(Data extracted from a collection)
================================

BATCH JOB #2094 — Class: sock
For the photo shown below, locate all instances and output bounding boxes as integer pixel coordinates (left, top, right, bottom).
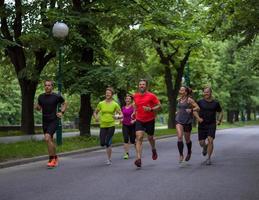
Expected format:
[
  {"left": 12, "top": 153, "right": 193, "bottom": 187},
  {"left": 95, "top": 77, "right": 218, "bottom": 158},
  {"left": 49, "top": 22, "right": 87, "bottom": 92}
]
[
  {"left": 49, "top": 156, "right": 54, "bottom": 161},
  {"left": 177, "top": 141, "right": 184, "bottom": 156},
  {"left": 186, "top": 141, "right": 192, "bottom": 155}
]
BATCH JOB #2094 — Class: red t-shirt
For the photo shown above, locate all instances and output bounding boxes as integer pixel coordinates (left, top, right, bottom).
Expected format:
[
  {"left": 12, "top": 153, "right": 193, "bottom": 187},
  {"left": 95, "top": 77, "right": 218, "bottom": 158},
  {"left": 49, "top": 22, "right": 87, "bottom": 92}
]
[{"left": 133, "top": 92, "right": 160, "bottom": 122}]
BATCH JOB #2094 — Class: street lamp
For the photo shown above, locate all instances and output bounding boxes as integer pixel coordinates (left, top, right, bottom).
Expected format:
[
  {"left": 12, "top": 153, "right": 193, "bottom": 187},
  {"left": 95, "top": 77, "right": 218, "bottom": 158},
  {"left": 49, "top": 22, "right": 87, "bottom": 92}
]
[{"left": 52, "top": 22, "right": 69, "bottom": 145}]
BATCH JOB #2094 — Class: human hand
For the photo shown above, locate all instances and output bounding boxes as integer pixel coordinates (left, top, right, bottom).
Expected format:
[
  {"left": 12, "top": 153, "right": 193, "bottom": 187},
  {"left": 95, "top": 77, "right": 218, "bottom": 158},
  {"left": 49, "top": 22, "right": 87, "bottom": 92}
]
[
  {"left": 198, "top": 117, "right": 204, "bottom": 123},
  {"left": 143, "top": 106, "right": 152, "bottom": 112},
  {"left": 56, "top": 112, "right": 63, "bottom": 118},
  {"left": 185, "top": 109, "right": 192, "bottom": 113}
]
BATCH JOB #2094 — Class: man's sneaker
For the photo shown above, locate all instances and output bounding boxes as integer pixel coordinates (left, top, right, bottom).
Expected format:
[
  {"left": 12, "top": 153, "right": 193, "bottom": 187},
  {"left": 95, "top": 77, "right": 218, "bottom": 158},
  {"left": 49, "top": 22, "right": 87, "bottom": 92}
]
[
  {"left": 47, "top": 159, "right": 56, "bottom": 168},
  {"left": 123, "top": 153, "right": 129, "bottom": 160},
  {"left": 206, "top": 158, "right": 212, "bottom": 165},
  {"left": 134, "top": 159, "right": 141, "bottom": 168},
  {"left": 152, "top": 149, "right": 158, "bottom": 160},
  {"left": 202, "top": 145, "right": 208, "bottom": 156},
  {"left": 105, "top": 159, "right": 112, "bottom": 165},
  {"left": 185, "top": 152, "right": 192, "bottom": 162}
]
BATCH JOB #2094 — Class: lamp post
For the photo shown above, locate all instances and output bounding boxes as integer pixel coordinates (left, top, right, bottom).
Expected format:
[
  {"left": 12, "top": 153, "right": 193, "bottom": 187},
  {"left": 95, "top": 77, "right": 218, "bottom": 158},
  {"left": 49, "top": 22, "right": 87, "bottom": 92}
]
[{"left": 52, "top": 22, "right": 69, "bottom": 145}]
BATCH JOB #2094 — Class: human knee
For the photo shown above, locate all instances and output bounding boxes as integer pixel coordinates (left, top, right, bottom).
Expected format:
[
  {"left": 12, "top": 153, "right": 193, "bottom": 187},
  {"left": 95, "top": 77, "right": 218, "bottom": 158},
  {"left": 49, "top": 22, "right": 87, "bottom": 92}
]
[
  {"left": 199, "top": 140, "right": 205, "bottom": 147},
  {"left": 44, "top": 134, "right": 52, "bottom": 143},
  {"left": 207, "top": 137, "right": 214, "bottom": 144},
  {"left": 148, "top": 135, "right": 154, "bottom": 141}
]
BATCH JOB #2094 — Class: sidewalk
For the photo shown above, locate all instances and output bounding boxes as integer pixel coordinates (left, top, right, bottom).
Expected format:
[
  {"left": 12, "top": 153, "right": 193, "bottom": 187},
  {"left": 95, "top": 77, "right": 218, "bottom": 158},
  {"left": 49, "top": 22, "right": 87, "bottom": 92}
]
[{"left": 0, "top": 126, "right": 168, "bottom": 144}]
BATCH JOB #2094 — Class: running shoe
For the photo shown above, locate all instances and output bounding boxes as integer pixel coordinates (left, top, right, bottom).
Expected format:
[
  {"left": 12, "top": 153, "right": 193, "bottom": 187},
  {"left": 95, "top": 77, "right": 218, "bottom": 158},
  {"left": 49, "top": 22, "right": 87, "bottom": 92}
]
[
  {"left": 202, "top": 144, "right": 208, "bottom": 156},
  {"left": 152, "top": 149, "right": 158, "bottom": 160},
  {"left": 47, "top": 159, "right": 56, "bottom": 168},
  {"left": 105, "top": 159, "right": 112, "bottom": 165},
  {"left": 179, "top": 155, "right": 184, "bottom": 163},
  {"left": 185, "top": 152, "right": 192, "bottom": 162},
  {"left": 134, "top": 159, "right": 141, "bottom": 168},
  {"left": 206, "top": 158, "right": 212, "bottom": 165},
  {"left": 123, "top": 153, "right": 129, "bottom": 160}
]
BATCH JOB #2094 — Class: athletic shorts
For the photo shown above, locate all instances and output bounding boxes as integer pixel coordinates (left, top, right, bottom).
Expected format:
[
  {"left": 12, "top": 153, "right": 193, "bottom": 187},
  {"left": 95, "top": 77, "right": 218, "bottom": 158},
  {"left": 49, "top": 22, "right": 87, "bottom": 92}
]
[
  {"left": 100, "top": 126, "right": 115, "bottom": 147},
  {"left": 198, "top": 124, "right": 216, "bottom": 140},
  {"left": 176, "top": 123, "right": 192, "bottom": 132},
  {"left": 135, "top": 120, "right": 155, "bottom": 136},
  {"left": 43, "top": 119, "right": 58, "bottom": 136},
  {"left": 122, "top": 124, "right": 136, "bottom": 144}
]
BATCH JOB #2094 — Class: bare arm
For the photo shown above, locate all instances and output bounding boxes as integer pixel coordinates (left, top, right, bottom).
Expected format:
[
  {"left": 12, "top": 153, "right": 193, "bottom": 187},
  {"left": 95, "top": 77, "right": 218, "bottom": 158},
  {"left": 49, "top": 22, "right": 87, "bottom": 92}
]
[
  {"left": 143, "top": 103, "right": 161, "bottom": 112},
  {"left": 34, "top": 103, "right": 42, "bottom": 111},
  {"left": 217, "top": 111, "right": 223, "bottom": 125},
  {"left": 93, "top": 108, "right": 100, "bottom": 122},
  {"left": 57, "top": 101, "right": 68, "bottom": 118}
]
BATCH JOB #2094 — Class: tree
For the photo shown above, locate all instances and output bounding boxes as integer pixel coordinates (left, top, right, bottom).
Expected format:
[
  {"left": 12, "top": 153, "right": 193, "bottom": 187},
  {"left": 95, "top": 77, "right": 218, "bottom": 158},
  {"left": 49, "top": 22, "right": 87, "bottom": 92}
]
[{"left": 0, "top": 0, "right": 57, "bottom": 134}]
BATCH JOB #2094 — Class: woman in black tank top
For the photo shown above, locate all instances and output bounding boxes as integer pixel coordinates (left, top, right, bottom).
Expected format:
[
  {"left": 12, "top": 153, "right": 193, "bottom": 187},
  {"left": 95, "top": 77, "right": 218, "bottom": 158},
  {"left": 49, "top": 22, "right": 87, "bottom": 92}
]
[{"left": 175, "top": 86, "right": 200, "bottom": 163}]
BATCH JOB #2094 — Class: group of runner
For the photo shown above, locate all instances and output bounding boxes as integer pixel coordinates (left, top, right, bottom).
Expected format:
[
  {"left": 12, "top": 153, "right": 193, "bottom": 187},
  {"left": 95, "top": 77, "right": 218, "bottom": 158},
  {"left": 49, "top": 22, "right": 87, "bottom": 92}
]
[{"left": 35, "top": 79, "right": 223, "bottom": 168}]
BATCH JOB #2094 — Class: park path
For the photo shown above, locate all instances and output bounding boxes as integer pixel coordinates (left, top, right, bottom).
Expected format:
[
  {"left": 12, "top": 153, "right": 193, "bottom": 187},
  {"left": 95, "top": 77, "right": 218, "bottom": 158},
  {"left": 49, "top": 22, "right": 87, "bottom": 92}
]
[{"left": 0, "top": 126, "right": 259, "bottom": 200}]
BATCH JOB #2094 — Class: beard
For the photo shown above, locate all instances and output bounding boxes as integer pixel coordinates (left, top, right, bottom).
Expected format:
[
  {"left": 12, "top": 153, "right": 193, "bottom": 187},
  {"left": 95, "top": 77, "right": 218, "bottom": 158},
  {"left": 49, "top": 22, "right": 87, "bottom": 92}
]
[{"left": 139, "top": 88, "right": 146, "bottom": 93}]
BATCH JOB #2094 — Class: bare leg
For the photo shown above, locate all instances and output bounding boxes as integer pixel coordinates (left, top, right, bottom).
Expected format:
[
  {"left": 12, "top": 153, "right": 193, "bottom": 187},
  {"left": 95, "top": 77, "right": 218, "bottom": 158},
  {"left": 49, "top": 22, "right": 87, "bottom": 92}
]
[
  {"left": 106, "top": 146, "right": 112, "bottom": 160},
  {"left": 147, "top": 135, "right": 156, "bottom": 150},
  {"left": 207, "top": 136, "right": 214, "bottom": 159},
  {"left": 135, "top": 131, "right": 144, "bottom": 160},
  {"left": 124, "top": 143, "right": 129, "bottom": 154},
  {"left": 44, "top": 133, "right": 56, "bottom": 157}
]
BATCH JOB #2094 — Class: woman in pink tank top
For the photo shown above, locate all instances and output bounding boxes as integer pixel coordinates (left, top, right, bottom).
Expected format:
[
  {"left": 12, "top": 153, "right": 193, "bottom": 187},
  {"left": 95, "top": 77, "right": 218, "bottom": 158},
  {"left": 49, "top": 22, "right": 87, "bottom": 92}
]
[{"left": 121, "top": 94, "right": 136, "bottom": 159}]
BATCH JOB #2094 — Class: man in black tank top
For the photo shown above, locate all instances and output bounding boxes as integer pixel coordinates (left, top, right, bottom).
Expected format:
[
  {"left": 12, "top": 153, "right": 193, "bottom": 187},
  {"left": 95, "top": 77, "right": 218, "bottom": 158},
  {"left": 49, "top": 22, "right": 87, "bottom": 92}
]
[
  {"left": 196, "top": 87, "right": 223, "bottom": 165},
  {"left": 35, "top": 80, "right": 67, "bottom": 168}
]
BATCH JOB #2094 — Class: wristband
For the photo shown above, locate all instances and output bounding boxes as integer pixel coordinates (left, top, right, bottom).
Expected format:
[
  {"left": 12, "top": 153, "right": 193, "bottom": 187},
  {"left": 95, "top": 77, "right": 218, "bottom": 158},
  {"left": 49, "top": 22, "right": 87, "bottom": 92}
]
[{"left": 61, "top": 111, "right": 65, "bottom": 114}]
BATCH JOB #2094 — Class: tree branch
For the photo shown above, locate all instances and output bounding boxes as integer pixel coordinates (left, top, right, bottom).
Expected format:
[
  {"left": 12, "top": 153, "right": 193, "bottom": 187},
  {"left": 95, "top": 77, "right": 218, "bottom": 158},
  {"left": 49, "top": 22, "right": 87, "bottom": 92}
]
[
  {"left": 0, "top": 0, "right": 12, "bottom": 40},
  {"left": 14, "top": 0, "right": 22, "bottom": 40}
]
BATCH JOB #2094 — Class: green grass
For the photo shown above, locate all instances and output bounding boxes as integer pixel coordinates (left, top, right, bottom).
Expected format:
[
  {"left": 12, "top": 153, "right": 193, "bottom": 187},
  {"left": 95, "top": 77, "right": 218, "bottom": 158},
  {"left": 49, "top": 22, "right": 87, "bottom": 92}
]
[{"left": 0, "top": 120, "right": 259, "bottom": 162}]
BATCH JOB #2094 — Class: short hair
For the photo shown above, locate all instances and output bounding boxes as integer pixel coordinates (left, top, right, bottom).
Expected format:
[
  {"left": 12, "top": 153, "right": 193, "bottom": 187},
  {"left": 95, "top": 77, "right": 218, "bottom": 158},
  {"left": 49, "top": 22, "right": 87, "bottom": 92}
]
[
  {"left": 139, "top": 79, "right": 148, "bottom": 85},
  {"left": 106, "top": 87, "right": 114, "bottom": 94},
  {"left": 203, "top": 86, "right": 212, "bottom": 93},
  {"left": 44, "top": 80, "right": 54, "bottom": 87}
]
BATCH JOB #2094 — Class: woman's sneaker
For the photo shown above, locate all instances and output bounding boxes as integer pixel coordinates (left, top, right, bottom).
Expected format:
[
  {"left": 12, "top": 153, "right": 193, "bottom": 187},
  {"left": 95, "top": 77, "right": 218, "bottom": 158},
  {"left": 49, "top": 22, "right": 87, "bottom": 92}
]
[{"left": 123, "top": 153, "right": 129, "bottom": 159}]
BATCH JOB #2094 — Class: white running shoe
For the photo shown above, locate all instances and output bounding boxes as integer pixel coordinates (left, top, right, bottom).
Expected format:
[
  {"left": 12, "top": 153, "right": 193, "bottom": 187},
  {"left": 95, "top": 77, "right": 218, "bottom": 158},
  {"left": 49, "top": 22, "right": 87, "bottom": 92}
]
[
  {"left": 105, "top": 159, "right": 112, "bottom": 165},
  {"left": 206, "top": 158, "right": 212, "bottom": 165}
]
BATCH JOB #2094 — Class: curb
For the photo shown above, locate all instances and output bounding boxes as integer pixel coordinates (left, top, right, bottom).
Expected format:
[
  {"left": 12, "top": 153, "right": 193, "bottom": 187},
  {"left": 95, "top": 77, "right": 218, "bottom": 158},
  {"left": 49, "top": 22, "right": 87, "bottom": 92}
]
[{"left": 0, "top": 134, "right": 177, "bottom": 169}]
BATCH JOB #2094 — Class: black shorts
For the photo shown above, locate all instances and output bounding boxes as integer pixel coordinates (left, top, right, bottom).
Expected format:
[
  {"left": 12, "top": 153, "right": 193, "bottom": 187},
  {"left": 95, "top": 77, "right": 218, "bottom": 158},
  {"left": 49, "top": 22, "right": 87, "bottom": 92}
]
[
  {"left": 176, "top": 123, "right": 192, "bottom": 132},
  {"left": 43, "top": 119, "right": 58, "bottom": 136},
  {"left": 198, "top": 124, "right": 216, "bottom": 140},
  {"left": 100, "top": 126, "right": 115, "bottom": 147},
  {"left": 135, "top": 120, "right": 155, "bottom": 136},
  {"left": 122, "top": 124, "right": 136, "bottom": 144}
]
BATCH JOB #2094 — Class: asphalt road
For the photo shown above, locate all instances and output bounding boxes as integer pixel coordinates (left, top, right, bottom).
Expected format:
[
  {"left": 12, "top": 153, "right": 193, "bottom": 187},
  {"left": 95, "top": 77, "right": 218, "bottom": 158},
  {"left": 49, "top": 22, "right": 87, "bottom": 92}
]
[{"left": 1, "top": 126, "right": 259, "bottom": 200}]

================================

**WHAT THIS TASK INVOLVES**: Could you repeat, exactly and with nothing else, the lines from the first line of the records through the line containing "BATCH JOB #2094 — Class: human hand"? Leave out the pictures.

**SOLUTION TO THIS TASK**:
BATCH JOB #2094 — Class: sock
For the photo shown below, locate all instances and output bounding boxes as integer pixel coordinates (left, top, right, bottom).
Expected format:
[
  {"left": 12, "top": 153, "right": 193, "bottom": 187},
  {"left": 95, "top": 77, "right": 218, "bottom": 158},
  {"left": 49, "top": 22, "right": 87, "bottom": 92}
]
[
  {"left": 49, "top": 156, "right": 54, "bottom": 161},
  {"left": 177, "top": 141, "right": 184, "bottom": 156},
  {"left": 186, "top": 141, "right": 192, "bottom": 155}
]
BATCH JOB #2094 — Class: red t-shirt
For the photo shown above, locate all instances and output bounding boxes as integer pixel coordinates (left, top, right, bottom).
Expected format:
[
  {"left": 12, "top": 153, "right": 193, "bottom": 187},
  {"left": 95, "top": 77, "right": 218, "bottom": 158},
  {"left": 49, "top": 22, "right": 87, "bottom": 92}
]
[{"left": 133, "top": 92, "right": 160, "bottom": 122}]
BATCH JOB #2094 — Class: street lamp
For the photo shown above, locate all instances and output bounding boxes as integer pixel coordinates (left, top, right, bottom).
Expected format:
[
  {"left": 12, "top": 153, "right": 193, "bottom": 187},
  {"left": 95, "top": 77, "right": 218, "bottom": 158},
  {"left": 49, "top": 22, "right": 87, "bottom": 92}
]
[{"left": 52, "top": 22, "right": 69, "bottom": 145}]
BATCH JOB #2094 — Class: human hand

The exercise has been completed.